TASK PROMPT: Each record below is to be reproduced without any change.

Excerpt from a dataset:

━━━━━━━━

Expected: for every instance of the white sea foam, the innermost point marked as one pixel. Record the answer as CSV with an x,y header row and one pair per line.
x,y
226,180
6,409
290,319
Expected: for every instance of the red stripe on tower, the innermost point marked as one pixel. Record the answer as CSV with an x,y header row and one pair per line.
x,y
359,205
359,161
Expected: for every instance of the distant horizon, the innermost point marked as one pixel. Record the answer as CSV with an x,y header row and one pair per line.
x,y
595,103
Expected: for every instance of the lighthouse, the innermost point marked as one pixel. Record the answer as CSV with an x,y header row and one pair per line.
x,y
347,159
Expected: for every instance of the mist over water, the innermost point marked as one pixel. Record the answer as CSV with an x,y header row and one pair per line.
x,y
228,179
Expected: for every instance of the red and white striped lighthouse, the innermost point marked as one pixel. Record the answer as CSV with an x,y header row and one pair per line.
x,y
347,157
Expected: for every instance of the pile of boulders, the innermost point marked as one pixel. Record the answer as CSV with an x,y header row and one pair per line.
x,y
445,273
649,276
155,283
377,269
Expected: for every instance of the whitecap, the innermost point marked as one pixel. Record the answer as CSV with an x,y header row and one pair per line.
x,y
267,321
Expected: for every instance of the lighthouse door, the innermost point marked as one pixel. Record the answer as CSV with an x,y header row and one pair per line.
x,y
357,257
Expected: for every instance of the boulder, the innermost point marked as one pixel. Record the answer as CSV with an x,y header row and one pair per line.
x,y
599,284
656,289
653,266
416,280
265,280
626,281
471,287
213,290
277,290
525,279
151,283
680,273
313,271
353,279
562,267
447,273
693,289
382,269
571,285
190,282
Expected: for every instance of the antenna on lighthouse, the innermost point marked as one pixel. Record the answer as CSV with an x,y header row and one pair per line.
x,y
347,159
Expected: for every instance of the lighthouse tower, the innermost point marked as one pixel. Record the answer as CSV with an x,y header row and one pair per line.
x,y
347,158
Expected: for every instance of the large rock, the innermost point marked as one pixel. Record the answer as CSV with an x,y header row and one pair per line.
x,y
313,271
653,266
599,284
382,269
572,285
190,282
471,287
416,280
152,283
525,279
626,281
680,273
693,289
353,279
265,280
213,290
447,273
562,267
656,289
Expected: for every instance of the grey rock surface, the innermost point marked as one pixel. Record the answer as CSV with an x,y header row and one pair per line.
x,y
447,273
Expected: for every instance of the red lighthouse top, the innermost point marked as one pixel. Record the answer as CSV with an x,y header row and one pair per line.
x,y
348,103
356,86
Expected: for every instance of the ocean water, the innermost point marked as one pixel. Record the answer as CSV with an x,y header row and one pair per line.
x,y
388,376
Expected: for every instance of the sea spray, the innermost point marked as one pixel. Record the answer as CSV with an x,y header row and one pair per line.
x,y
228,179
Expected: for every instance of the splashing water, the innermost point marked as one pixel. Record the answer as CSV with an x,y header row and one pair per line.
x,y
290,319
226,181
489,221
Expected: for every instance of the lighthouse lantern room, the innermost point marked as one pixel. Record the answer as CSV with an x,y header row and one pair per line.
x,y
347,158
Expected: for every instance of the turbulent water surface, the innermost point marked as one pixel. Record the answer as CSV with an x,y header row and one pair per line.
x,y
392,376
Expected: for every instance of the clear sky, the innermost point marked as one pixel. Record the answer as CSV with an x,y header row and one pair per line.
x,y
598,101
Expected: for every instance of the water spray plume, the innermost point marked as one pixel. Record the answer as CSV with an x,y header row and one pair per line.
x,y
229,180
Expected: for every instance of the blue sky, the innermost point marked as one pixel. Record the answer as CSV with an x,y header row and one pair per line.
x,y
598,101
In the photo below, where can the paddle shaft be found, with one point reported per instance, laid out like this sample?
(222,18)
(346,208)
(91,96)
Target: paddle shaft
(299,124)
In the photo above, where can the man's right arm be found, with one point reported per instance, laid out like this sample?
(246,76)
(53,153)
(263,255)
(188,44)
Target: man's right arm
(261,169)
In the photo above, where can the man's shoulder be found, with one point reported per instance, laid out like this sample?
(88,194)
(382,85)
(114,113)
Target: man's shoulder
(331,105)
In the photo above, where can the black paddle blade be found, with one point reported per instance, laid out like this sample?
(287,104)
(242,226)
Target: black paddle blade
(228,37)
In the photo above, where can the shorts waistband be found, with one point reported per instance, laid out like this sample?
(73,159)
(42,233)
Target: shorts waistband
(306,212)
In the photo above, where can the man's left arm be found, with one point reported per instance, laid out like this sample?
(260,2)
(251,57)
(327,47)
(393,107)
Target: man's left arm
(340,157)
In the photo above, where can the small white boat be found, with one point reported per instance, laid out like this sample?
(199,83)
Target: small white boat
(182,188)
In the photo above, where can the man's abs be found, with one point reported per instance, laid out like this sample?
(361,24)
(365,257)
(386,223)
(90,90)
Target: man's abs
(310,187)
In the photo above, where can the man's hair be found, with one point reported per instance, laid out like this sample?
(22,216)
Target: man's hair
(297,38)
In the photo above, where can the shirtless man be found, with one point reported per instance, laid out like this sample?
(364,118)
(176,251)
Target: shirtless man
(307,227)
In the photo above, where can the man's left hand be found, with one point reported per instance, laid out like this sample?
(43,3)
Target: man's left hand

━━━━━━━━

CORRECT RESULT:
Expected: for every instance of the white sea foam, the innermost point marked as one pixel. Record the answer as CSV with an x,y header row and one pair per line.
x,y
226,180
6,409
290,319
Expected: for every instance of the red stripe on tower, the innermost point marked as one pixel. Record the answer as CSV with an x,y header row and one pair per line.
x,y
359,205
359,161
Expected: for every instance of the distant horizon, the innermost point marked as one pixel. Record the answer as CSV with an x,y header row and one pair per line.
x,y
595,103
Expected: for every instance of the lighthouse, the innermost point marked as one pixel. Record the answer as CSV with an x,y header row and one pair per line.
x,y
347,159
Expected: for every instance of the mist over water, the innermost point marked as one pixel. Record the answer as CSV with an x,y header row and one pair per line.
x,y
228,179
Expected: for every instance of the red and white striped lighthouse, the innermost point marked as one pixel. Record the answer as CSV with an x,y header row and one pair per line.
x,y
347,157
Expected: for every instance of the pile of boulders, the innermost point marked as one pixel. Record the answer as CSV with an x,y header row and one pair per line.
x,y
445,273
649,276
155,283
377,269
Expected: for every instance of the whitecap, the innermost point marked as one pixel. Record the answer as CSV with an x,y header row and one pair per line.
x,y
267,321
Expected: for every instance of the lighthouse door, the innermost point marked as one pixel. Record the answer as CSV with an x,y header row and one pair per line.
x,y
357,257
Expected: for every instance of the boulder, the innermost point marked as one pixel. Record the answer as CSV with an x,y header row and one pair per line.
x,y
599,284
656,289
653,266
416,280
265,280
626,281
471,287
213,290
277,290
525,279
151,283
680,273
313,271
353,279
562,267
447,273
693,289
382,269
571,285
190,282
Expected: for every instance of the antenna on lighthouse, the innermost point marked as one pixel. Record the answer as CSV with an x,y header row and one pair per line.
x,y
347,159
Expected: for every instance of the lighthouse tower, the innermost point marked as one pixel. Record the answer as CSV with an x,y header row and one pair per line.
x,y
347,158
Expected: for every instance of the large rock, the innermost point marked as one pixel. Record the answer as CSV with an x,y header row and one pair per line.
x,y
313,271
653,266
599,284
382,269
572,285
190,282
471,287
416,280
152,283
525,279
626,281
680,273
693,289
353,279
265,280
213,290
447,273
562,267
656,289
Expected: for every instance of the grey rock surface, the innermost point marked as one pixel. Record the answer as CSV with an x,y header row and one pair per line.
x,y
447,273
Expected: for every instance of the red lighthouse top, the innermost point marked as one pixel. Record the answer as CSV with an x,y header row and one pair per line.
x,y
348,103
356,86
Expected: for every instance of the ocean water, the innermost point marked as one pixel. Record the answer as CSV with an x,y header row and one pair per line.
x,y
388,376
Expected: for every instance of the sea spray, the innermost point marked as one pixel. Record the answer as CSV with an x,y header row and one pair per line.
x,y
228,179
Expected: for every instance of the splashing water, the innermost point marked as one pixel. Record the answer as CSV with an x,y header row and one pair per line.
x,y
290,319
226,181
489,221
Expected: for every instance of the lighthouse lantern room, the innermost point marked as one pixel. Record the answer as CSV with an x,y header row and one pair per line.
x,y
347,158
Expected: for every instance of the turbulent water surface, the innermost point marked as one pixel. Record the answer as CSV with an x,y header row and one pair per line.
x,y
392,376
Expected: for every instance of the clear sky, the innermost point marked as one pixel. Record the answer as CSV with an x,y header row and one pair per line.
x,y
598,101
Expected: for every instance of the water spray plume, the innermost point marked as one pixel. Record the answer as CSV with an x,y header row and one pair per line.
x,y
229,180
Expected: for every instance of the blue sky, the innermost point marked as one pixel. Record the answer as CSV with an x,y header row and one pair per line.
x,y
598,101
In the photo below, where can the paddle shaft be found, with one point reported per instance, laid out like this sample?
(222,18)
(346,208)
(91,96)
Target: paddle shaft
(299,124)
In the photo above, where can the man's right arm be found, with one point reported per instance, laid out like this sample?
(246,76)
(53,153)
(263,255)
(188,44)
Target: man's right arm
(261,169)
In the photo above, where can the man's shoulder be found, with one point reported per instance, laid out like this sample?
(88,194)
(382,85)
(114,113)
Target: man's shoulder
(331,105)
In the photo above, where can the black paddle blade be found, with one point reported per instance, laid out like this sample?
(287,104)
(242,226)
Target: black paddle blade
(228,37)
In the photo above, where can the shorts waistband be found, with one point reported per instance, laid out like this sample?
(73,159)
(42,233)
Target: shorts waistband
(306,212)
In the photo above, where can the man's left arm be found, with one point reported per instance, laid out like this sample?
(260,2)
(251,57)
(327,47)
(393,107)
Target: man's left arm
(340,157)
In the photo above, where can the small white boat be found, with one point reported per instance, laid out like this sample?
(199,83)
Target: small white boat
(182,188)
In the photo above, where can the man's abs be found, with one point reported per instance, laid out like this sample?
(361,24)
(365,257)
(386,223)
(90,90)
Target: man's abs
(310,187)
In the photo above, where can the man's hair be found, with one point reported per instance, laid out like this sample?
(22,216)
Target: man's hair
(297,38)
In the photo above, where can the shirtless man be found, with one point reported per instance, laid out like this sample?
(364,118)
(176,251)
Target: shirtless man
(307,227)
In the photo above, where can the man's left hand be found, with one point reported per instance, laid out like this sample?
(43,3)
Target: man's left hand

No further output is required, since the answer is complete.